**Exercise requirements**:
Would you restate all of the entries verbatim, minus any images?

Referring expression pointing data:

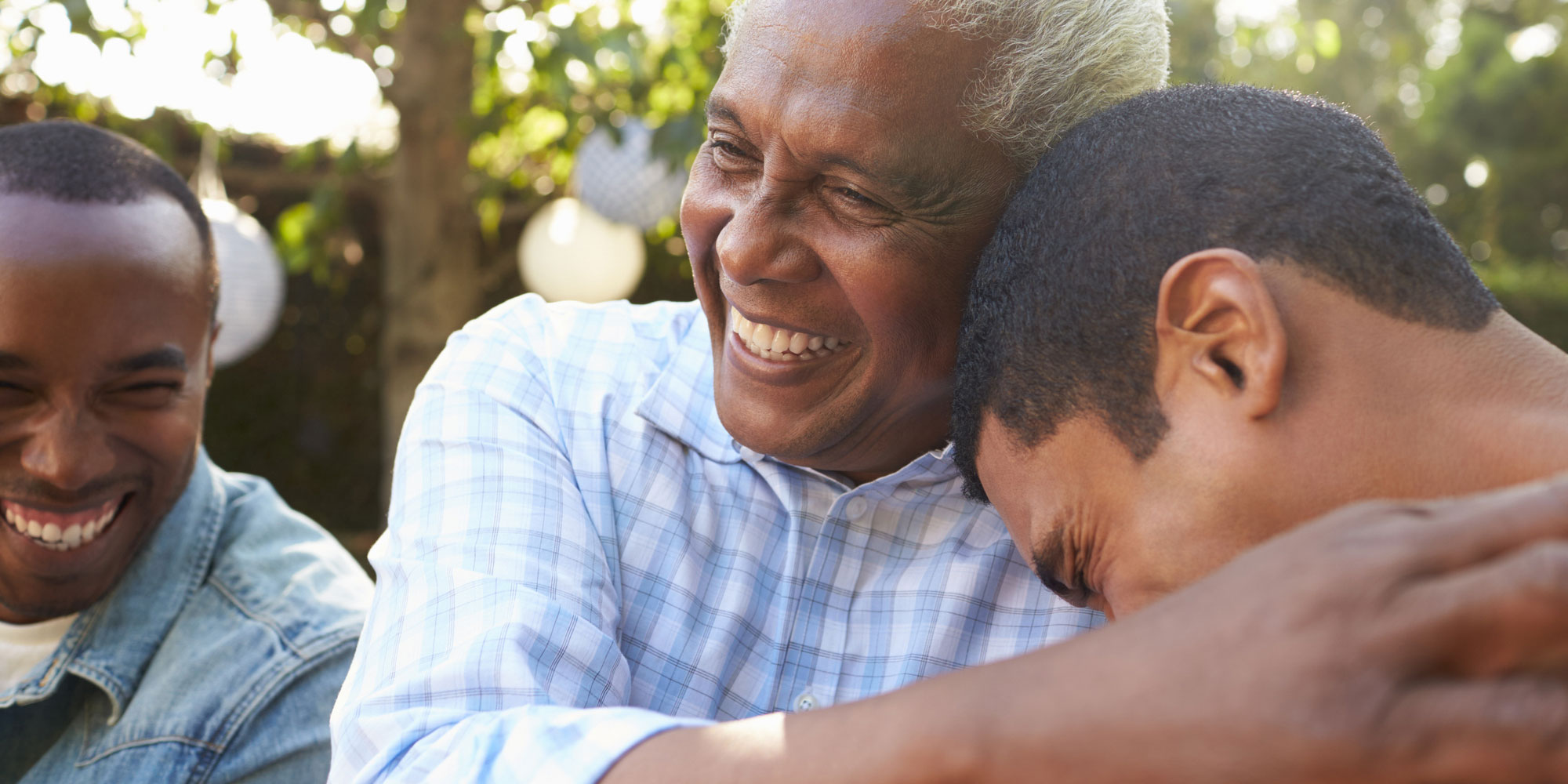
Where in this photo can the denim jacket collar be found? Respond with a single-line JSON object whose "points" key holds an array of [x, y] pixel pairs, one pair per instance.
{"points": [[112, 642]]}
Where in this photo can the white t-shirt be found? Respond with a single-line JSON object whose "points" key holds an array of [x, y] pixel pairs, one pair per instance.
{"points": [[24, 647]]}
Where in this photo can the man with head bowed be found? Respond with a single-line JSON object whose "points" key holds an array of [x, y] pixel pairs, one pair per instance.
{"points": [[727, 540]]}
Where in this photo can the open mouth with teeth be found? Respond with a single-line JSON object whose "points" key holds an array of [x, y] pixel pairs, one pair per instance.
{"points": [[62, 531], [785, 346]]}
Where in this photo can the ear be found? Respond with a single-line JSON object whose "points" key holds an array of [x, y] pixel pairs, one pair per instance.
{"points": [[1219, 324]]}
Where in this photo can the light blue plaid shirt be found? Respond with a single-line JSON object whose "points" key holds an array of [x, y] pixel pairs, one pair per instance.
{"points": [[579, 557]]}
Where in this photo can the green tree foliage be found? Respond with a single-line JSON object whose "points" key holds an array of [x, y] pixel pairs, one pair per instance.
{"points": [[1459, 89]]}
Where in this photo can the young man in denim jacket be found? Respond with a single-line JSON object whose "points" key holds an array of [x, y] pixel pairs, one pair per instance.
{"points": [[161, 620]]}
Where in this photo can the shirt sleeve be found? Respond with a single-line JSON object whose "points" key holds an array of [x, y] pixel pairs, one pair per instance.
{"points": [[490, 653]]}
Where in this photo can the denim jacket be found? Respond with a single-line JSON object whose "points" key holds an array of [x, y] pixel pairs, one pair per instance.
{"points": [[216, 659]]}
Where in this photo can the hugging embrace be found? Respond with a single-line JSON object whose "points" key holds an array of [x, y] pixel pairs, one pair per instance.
{"points": [[730, 540]]}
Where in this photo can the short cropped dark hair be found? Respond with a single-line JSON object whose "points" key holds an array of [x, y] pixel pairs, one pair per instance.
{"points": [[73, 162], [1061, 318]]}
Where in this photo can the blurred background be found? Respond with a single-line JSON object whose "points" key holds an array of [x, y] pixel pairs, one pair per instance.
{"points": [[380, 172]]}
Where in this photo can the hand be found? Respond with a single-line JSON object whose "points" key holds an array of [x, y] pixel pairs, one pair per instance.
{"points": [[1382, 644]]}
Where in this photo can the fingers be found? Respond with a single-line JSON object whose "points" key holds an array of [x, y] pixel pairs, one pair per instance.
{"points": [[1503, 617], [1479, 731]]}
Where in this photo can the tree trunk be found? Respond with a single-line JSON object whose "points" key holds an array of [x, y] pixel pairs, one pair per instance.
{"points": [[432, 233]]}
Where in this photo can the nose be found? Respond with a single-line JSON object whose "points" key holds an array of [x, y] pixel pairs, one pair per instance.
{"points": [[760, 244], [68, 451]]}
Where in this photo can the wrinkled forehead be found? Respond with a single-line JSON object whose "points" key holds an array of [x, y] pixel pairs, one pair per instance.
{"points": [[871, 60], [151, 236], [866, 84]]}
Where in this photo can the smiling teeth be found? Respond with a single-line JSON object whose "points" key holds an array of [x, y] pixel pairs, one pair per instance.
{"points": [[777, 344], [56, 539]]}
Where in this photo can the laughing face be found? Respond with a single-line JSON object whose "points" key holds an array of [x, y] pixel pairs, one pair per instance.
{"points": [[835, 217], [106, 327]]}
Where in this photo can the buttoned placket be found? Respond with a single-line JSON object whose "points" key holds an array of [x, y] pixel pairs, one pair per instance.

**Answer to the problem**:
Where in this photo can the denim jacket collar be found? Respond with a single-line JSON object whose "points" key holds an array of [x, y] pixel pairs, one pair per instance.
{"points": [[112, 642]]}
Where in this photo can the white t-shirt be found? Respond with a single-line JSON object whose "points" key holds an array of [x, y] pixel pairs, one pair per instance.
{"points": [[24, 647]]}
Where in this photo can the man with head bowed be found? Respond with a single-line JSON object whose "points" key holds an array of [x, y] pixel pairs, one pair per instance.
{"points": [[727, 540]]}
Where in this photo can the open mouth with teeth be found? Respond with a single-line JSON object whose "points" key holds an array of [x, y] pixel pairs, one pair per instance.
{"points": [[62, 531], [785, 346]]}
Where in this photo can the ear be found? Respond with a single-line JSON object whose "points" key holds an array of [x, y] pixel pairs, one pair per instance.
{"points": [[1219, 324]]}
Where in this photo can the light blue plaid shirt be found? Respond with a single-line JSON object whose "points" key holds an array of [x, y] pixel pairs, one pair per instance.
{"points": [[579, 557]]}
Where in this photo can the green tree foliage be found? Respond with a single-line JSON object whose "points" key holds an array of [x, y] pixel pairs, one pair per instance.
{"points": [[1459, 89]]}
Where in this photo can the young man in denim jacket be found? Respond with a single-line JSON object whose "points" key holds an array of [x, y] pixel pairs, one pair per instance.
{"points": [[161, 620]]}
Where in this photo can the shirt sleeve be found? Respond with a single-line JSON object whose "points" key holds an array of [x, y] pixel pairs, one pair per instance.
{"points": [[490, 653]]}
Where in this photo can the denim jacket be found? Respond with a single-line JSON object whose "points" key holds an array of [x, y] pixel pairs, one pair per instance.
{"points": [[216, 659]]}
Where in this photo can the hugging embrace be found? Respond with a single-line JSON object whose "points" key holds an array of [x, y] pixel pairs, one pair per instance.
{"points": [[730, 540]]}
Where in this photo can the short cropped dark hair be found? Respond with a single-line JSON object whose "points" key holds an array of [x, y] pixel pairs, one pair per instance.
{"points": [[73, 162], [1061, 318]]}
Where in this photo can the blurred background be found? Respond with a single-line JSON object whose "points" key holds an array of [x, y] pixel pairs, one pair per instance.
{"points": [[380, 172]]}
Where in this photo can the hand be found? Respond with a single-line JSON object whose "points" key holds an array of [x, y] pixel pairs, one pair per instance.
{"points": [[1382, 644]]}
Where in this photo can the fingers be found? Respond with a single-line JSON object whose "points" key holds an array of [x, y] pixel pairs, one pair per instance.
{"points": [[1503, 617], [1479, 731]]}
Where in this photo can the tree trunk be found? Respond with a single-line JSON object whose "points" key holds an array of [x, y] pixel pairs, one pair per instance.
{"points": [[432, 233]]}
Where in this photo can the nose be found? Respond with a single-line JSON object whose "points" key holds an array of [x, y] pixel pairs, one pair per instance.
{"points": [[760, 244], [68, 451]]}
Where in this photo can the wrinkled forehead be found? Respond with a single-line JSON object whose "points" key holds an array of [x, y] pixel pairs, one pair per instance.
{"points": [[871, 60], [151, 236], [866, 84]]}
Where in this photo can the smiling teeth be found? Respond with a single-line JSON object whose "points" key holds an array of [x, y] pixel pairs, one pair per instance.
{"points": [[777, 344], [56, 539]]}
Where in this photo can the laughing face be found? Respond with a single-line JSON object whose "points" key holds an array of [x, y] pixel pairs, one pair per instance.
{"points": [[835, 217], [106, 327]]}
Where in this photo can the buttoned placket be found? Respond with a single-line JSON object whose "points" key holds an array of [x, y] pixel pairs, one pair per instance.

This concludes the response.